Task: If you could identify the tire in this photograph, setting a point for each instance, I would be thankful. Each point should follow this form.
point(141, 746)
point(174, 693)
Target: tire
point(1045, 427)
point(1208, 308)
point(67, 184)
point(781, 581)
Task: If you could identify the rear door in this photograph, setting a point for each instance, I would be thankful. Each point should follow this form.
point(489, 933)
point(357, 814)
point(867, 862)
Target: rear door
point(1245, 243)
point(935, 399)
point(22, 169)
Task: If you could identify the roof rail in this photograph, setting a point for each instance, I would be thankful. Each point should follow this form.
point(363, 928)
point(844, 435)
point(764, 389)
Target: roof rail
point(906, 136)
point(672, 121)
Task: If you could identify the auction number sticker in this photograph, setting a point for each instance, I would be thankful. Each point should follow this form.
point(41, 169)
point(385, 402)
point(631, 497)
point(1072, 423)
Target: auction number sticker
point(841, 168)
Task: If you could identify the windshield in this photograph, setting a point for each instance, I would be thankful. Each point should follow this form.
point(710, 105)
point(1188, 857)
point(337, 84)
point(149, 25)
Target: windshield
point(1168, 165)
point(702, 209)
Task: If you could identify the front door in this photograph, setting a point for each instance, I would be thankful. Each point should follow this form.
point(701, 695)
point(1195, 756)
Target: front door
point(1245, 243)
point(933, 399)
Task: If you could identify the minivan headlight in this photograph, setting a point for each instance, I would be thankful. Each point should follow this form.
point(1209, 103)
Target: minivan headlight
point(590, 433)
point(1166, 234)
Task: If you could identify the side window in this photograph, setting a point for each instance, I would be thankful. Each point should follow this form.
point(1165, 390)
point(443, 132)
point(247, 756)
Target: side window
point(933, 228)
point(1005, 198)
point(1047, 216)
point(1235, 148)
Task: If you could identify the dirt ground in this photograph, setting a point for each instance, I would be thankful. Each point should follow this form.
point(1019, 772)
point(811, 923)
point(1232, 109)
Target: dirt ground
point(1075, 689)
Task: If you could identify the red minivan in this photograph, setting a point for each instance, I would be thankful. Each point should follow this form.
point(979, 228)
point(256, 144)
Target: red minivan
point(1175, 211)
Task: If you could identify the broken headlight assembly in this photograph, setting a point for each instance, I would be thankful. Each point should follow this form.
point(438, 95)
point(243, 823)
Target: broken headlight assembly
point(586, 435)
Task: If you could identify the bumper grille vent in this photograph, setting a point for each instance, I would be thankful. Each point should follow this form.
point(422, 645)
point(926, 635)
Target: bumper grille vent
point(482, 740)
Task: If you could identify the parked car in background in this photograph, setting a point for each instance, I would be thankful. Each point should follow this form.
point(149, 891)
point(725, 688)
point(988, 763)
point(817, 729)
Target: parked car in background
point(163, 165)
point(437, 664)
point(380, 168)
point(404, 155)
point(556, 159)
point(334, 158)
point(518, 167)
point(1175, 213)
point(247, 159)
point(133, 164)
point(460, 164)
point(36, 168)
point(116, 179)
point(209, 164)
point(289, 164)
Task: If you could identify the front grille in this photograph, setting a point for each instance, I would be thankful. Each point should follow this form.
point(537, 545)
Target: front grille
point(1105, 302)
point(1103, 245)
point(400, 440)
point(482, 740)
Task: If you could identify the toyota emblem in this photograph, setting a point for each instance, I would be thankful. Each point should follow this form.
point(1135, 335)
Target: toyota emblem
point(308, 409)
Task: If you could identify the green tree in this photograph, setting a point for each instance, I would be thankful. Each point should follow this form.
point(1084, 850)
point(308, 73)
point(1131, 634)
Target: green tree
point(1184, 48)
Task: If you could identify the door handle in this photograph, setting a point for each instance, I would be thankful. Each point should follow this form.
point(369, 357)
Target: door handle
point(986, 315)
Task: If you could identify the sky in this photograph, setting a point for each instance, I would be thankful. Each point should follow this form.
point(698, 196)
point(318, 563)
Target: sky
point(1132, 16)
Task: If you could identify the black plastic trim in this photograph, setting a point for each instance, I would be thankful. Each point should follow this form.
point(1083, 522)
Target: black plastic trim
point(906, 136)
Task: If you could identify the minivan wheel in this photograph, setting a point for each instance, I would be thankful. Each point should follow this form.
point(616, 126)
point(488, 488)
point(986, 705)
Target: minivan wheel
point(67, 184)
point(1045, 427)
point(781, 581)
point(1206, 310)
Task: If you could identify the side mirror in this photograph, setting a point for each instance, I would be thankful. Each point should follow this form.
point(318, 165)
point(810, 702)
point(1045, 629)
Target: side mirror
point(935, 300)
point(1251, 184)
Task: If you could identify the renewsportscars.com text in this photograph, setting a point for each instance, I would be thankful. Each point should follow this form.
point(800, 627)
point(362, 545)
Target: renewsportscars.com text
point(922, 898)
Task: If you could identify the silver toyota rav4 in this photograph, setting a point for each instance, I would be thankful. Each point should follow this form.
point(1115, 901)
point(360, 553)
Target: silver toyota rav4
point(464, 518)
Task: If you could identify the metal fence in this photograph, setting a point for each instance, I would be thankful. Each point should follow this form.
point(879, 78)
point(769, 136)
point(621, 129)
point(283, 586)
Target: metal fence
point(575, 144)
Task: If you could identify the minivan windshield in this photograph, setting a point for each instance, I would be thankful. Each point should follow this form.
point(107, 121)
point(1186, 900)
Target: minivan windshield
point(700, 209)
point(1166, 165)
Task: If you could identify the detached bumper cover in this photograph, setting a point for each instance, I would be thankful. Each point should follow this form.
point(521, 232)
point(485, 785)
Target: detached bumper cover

[Task instructions] In the listing above, find each line with "cover" and copy it.

[Output of the exercise]
Task: If you could identify the detached bumper cover in this photograph, setting a point for each instance, I would be thankful. Each point should follow this form.
Target: detached bumper cover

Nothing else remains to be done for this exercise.